WORK TASK A.
Answer these questions from the obituary of William K. Parmenter, one answer per line:
(i) In what year did he join the CIA?
(ii) In what city was he born?
(iii) Who liberated the prisoner-of-war camp where he was held?
WORK TASK B. Please list every educational institution that the obituary of William K. Parmenter says he attended.
WORK TASK C. Translate this sentence from the obituary of William K. Parmenter into Spanish: "The death was confirmed by his wife, Rachel Parmenter."

Segment Start: SUPPLIED PASSAGE

William K. Parmenter, CIA officer

William K. Parmenter, 89, a CIA officer who retired in 1980 as the national intelligence officer for sub-Saharan Africa, died April 26 at a care center in Portland, Ore., of complications from a stroke.

The death was confirmed by his wife, Rachel Parmenter.

Mr. Parmenter joined the CIA in 1952. In the early 1960s, he became a writer for and then editor of the president’s daily intelligence brief.

He was deputy chief of the Middle East and Africa division during the 1967 Arab-Israeli War and played a role in the CIA’s accurate forecast of the Israeli victory in the conflict. He was later promoted to chief of the Middle East and Africa division and then to director of the Office of Current Intelligence.

His honors included the Distinguished Intelligence Medal.

William Kean Parmenter was born in Cleveland and raised in the suburb of Lakewood. He was a 1947 graduate of Oberlin College in Ohio and received a doctorate in history from Harvard University in 1952, with a dissertation on colonial African history. He later attended the National War College at Fort Lesley J. McNair in Washington.

During World War II, he served in the Army in Europe as a combat medic. He was captured by the Germans in December 1944 and was a prisoner of war until the Russian army liberated the camp in April 1945, his family said.

In 1989, he moved to Portland from Falls Church. He was a past member and deacon of Little River United Church of Christ in Annandale.

After his CIA retirement, he was a volunteer docent at the National Air and Space Museum’s Paul E. Garber Preservation, Restoration and Storage Facility in Suitland.

Survivors include his wife of 63 years, Rachel Ross Parmenter of Portland; three children, Robert R. Parmenter of Placitas, N.M., Elizabeth A. Parmenter of Portland and Barbara M. Parmenter of Brighton, Mass.; and a grandson.

Segment End: SUPPLIED PASSAGE
Segment Start: DATASET CONTENT

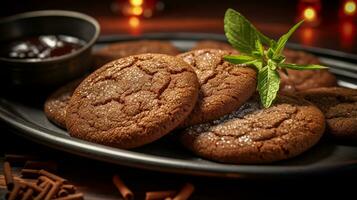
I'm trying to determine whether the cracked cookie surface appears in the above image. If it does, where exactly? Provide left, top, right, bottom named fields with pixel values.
left=66, top=54, right=198, bottom=149
left=178, top=49, right=256, bottom=127
left=279, top=49, right=337, bottom=93
left=93, top=40, right=179, bottom=68
left=180, top=96, right=325, bottom=164
left=298, top=87, right=357, bottom=140
left=191, top=40, right=237, bottom=53
left=44, top=79, right=83, bottom=129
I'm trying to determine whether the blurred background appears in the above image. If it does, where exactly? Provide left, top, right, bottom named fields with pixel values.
left=0, top=0, right=357, bottom=54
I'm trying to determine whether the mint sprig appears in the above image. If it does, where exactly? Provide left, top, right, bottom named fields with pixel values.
left=224, top=9, right=327, bottom=108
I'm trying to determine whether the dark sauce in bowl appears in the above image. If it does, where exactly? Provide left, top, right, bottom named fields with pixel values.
left=0, top=35, right=85, bottom=60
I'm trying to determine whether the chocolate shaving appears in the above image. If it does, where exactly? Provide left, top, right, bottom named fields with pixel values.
left=2, top=157, right=83, bottom=200
left=45, top=181, right=63, bottom=200
left=8, top=183, right=21, bottom=200
left=24, top=161, right=57, bottom=172
left=21, top=188, right=33, bottom=200
left=113, top=175, right=134, bottom=200
left=21, top=169, right=40, bottom=178
left=39, top=169, right=67, bottom=183
left=145, top=190, right=177, bottom=200
left=34, top=183, right=51, bottom=200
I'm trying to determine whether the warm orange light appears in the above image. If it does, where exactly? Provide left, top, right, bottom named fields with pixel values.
left=129, top=0, right=144, bottom=6
left=131, top=6, right=143, bottom=16
left=304, top=7, right=316, bottom=22
left=129, top=17, right=140, bottom=28
left=343, top=1, right=356, bottom=15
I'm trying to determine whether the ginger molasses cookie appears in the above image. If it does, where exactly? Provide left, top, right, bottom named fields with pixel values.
left=191, top=40, right=237, bottom=51
left=93, top=40, right=179, bottom=68
left=66, top=54, right=199, bottom=149
left=44, top=79, right=83, bottom=128
left=178, top=49, right=256, bottom=127
left=279, top=50, right=337, bottom=93
left=180, top=96, right=325, bottom=164
left=298, top=87, right=357, bottom=140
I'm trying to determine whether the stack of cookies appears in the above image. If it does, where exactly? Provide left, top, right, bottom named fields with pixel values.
left=45, top=41, right=357, bottom=164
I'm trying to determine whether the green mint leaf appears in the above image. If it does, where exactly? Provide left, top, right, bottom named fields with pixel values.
left=252, top=60, right=263, bottom=72
left=224, top=8, right=274, bottom=54
left=224, top=55, right=255, bottom=64
left=258, top=66, right=280, bottom=108
left=273, top=20, right=304, bottom=58
left=255, top=40, right=264, bottom=57
left=279, top=63, right=327, bottom=70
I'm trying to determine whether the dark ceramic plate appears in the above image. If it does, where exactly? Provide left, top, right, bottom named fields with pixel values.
left=0, top=33, right=357, bottom=178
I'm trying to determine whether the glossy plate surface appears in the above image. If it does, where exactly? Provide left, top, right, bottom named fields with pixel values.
left=0, top=33, right=357, bottom=178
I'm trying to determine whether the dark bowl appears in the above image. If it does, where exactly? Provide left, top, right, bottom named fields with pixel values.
left=0, top=10, right=100, bottom=88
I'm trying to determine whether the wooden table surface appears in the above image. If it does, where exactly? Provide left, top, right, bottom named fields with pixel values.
left=0, top=119, right=357, bottom=200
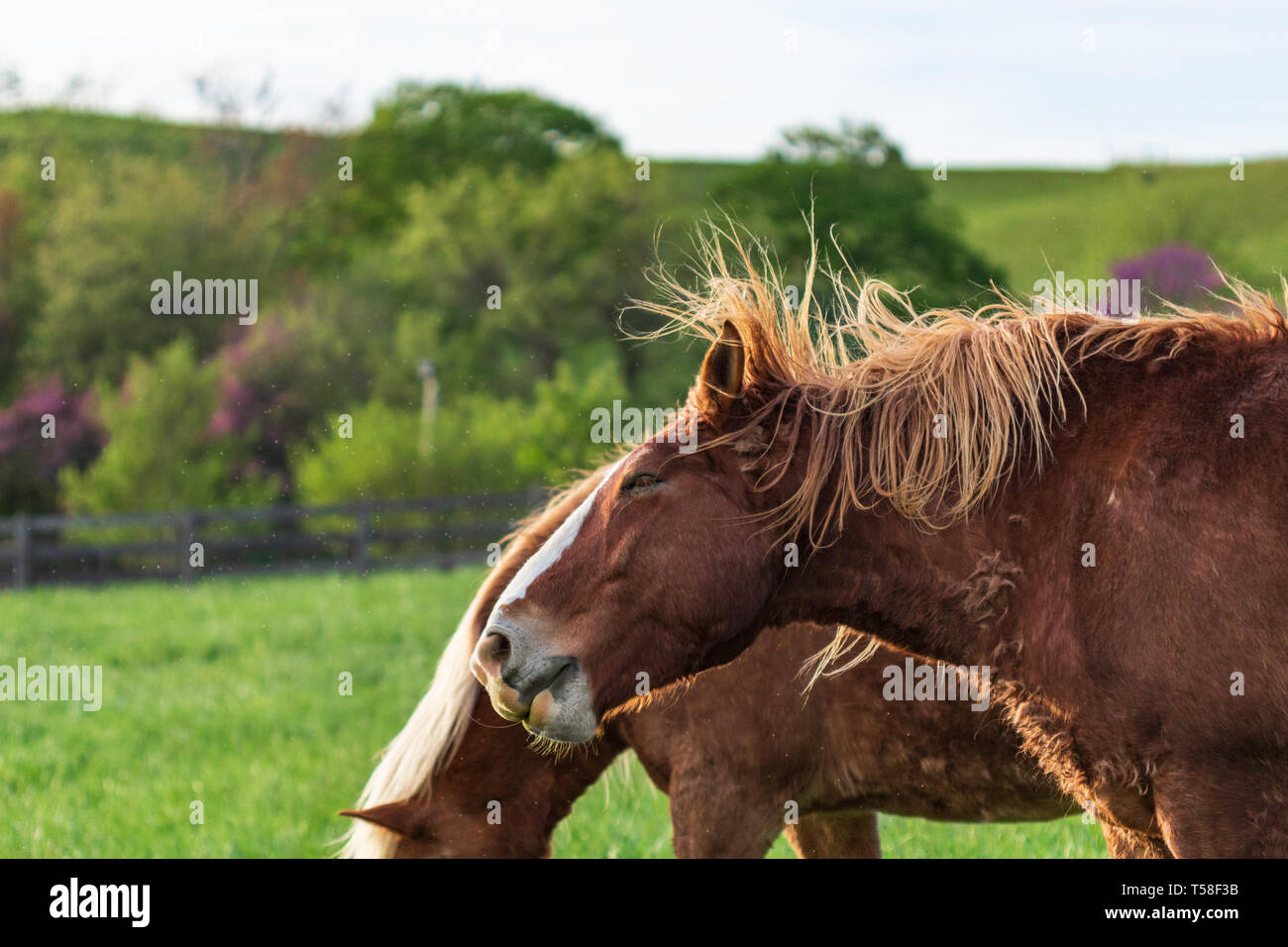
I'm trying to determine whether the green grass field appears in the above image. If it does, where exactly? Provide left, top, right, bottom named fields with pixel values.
left=0, top=570, right=1105, bottom=858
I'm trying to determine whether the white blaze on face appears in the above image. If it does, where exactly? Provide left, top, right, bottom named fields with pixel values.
left=492, top=458, right=626, bottom=617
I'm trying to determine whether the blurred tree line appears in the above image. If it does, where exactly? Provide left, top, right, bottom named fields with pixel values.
left=0, top=82, right=1002, bottom=514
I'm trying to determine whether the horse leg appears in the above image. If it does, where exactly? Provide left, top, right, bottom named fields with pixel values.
left=1154, top=755, right=1288, bottom=858
left=787, top=811, right=881, bottom=858
left=1100, top=822, right=1172, bottom=858
left=670, top=775, right=783, bottom=858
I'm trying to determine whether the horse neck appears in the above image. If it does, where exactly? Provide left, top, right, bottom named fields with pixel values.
left=770, top=511, right=1008, bottom=665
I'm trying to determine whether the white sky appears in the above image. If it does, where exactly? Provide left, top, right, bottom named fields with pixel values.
left=0, top=0, right=1288, bottom=166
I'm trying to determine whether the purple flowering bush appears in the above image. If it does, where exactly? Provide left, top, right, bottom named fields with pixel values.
left=0, top=376, right=103, bottom=515
left=1111, top=244, right=1223, bottom=309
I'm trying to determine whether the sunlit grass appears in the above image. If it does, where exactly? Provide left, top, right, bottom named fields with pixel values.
left=0, top=570, right=1104, bottom=858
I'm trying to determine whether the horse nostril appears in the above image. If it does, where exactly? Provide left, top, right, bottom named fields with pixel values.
left=474, top=631, right=510, bottom=678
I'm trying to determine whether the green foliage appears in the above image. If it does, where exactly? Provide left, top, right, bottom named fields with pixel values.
left=343, top=82, right=618, bottom=241
left=716, top=125, right=1004, bottom=307
left=371, top=152, right=656, bottom=394
left=59, top=339, right=280, bottom=513
left=22, top=158, right=279, bottom=386
left=292, top=361, right=625, bottom=504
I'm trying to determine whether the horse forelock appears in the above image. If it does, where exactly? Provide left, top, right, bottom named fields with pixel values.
left=636, top=224, right=1288, bottom=546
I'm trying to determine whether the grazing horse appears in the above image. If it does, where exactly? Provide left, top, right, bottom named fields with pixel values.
left=473, top=227, right=1288, bottom=857
left=343, top=471, right=1072, bottom=857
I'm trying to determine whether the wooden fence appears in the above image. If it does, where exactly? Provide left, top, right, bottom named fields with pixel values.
left=0, top=488, right=546, bottom=588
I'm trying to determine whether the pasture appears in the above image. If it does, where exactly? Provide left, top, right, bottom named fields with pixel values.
left=0, top=569, right=1105, bottom=858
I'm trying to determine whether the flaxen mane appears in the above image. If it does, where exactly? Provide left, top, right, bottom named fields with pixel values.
left=338, top=474, right=599, bottom=858
left=638, top=224, right=1288, bottom=546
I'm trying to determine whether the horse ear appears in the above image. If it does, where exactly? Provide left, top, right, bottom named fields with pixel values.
left=340, top=798, right=425, bottom=839
left=698, top=320, right=747, bottom=417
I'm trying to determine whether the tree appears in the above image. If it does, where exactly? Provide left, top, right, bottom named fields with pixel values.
left=715, top=124, right=1005, bottom=305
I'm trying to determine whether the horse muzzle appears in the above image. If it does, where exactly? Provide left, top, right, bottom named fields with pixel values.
left=471, top=616, right=599, bottom=743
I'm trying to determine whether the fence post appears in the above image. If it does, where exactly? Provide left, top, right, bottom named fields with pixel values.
left=180, top=510, right=196, bottom=585
left=355, top=504, right=371, bottom=575
left=13, top=513, right=31, bottom=588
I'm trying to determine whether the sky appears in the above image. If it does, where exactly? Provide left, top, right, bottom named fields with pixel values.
left=0, top=0, right=1288, bottom=167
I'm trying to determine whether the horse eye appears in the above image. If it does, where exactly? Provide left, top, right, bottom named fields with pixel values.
left=622, top=474, right=661, bottom=493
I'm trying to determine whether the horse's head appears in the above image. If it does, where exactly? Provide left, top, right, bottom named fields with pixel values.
left=472, top=323, right=782, bottom=743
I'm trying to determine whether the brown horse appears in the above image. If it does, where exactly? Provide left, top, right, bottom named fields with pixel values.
left=474, top=231, right=1288, bottom=857
left=343, top=472, right=1072, bottom=857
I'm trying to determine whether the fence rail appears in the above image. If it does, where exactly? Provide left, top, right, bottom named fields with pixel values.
left=0, top=487, right=545, bottom=588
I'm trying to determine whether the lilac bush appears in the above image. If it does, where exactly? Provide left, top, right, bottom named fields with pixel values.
left=1111, top=244, right=1221, bottom=308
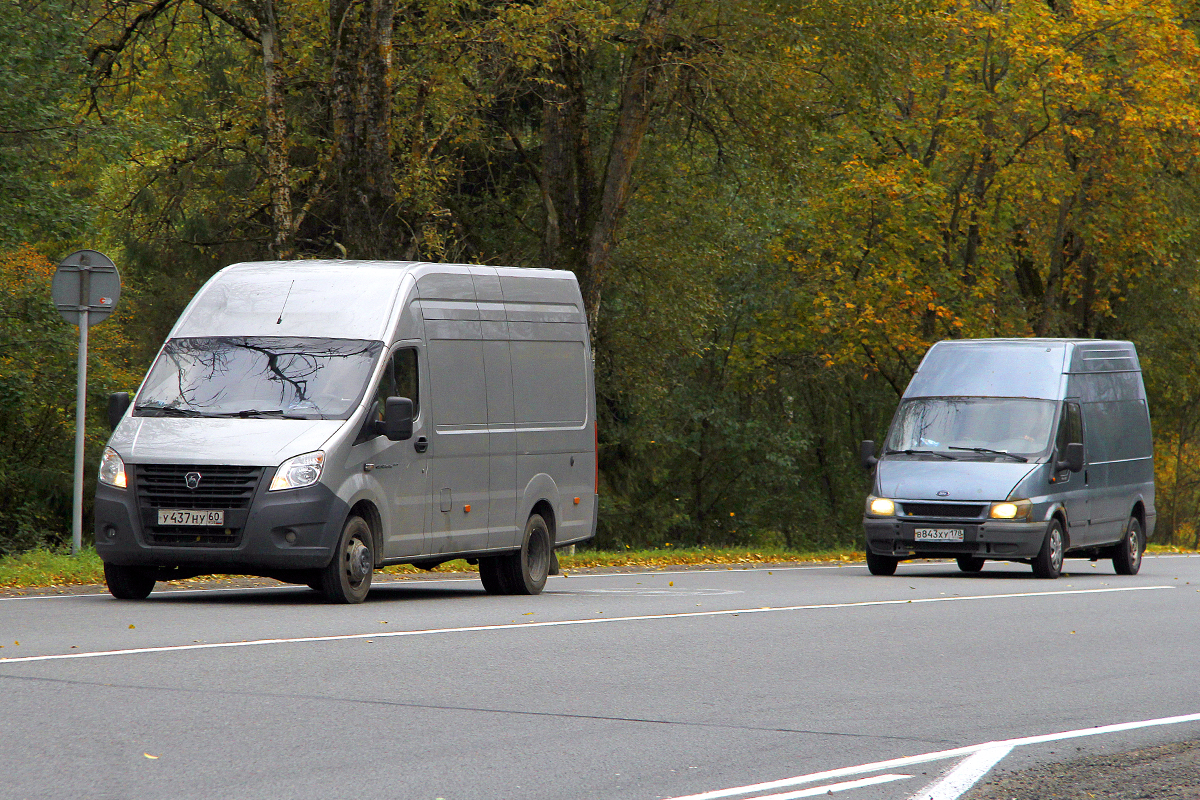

Segment End: DATASET CONTENT

REPLY A.
(i) 1952
(ii) Cleveland
(iii) The Russian army

REPLY B.
Oberlin College
Harvard University
National War College

REPLY C. La muerte fue confirmada por su esposa, Rachel Parmenter.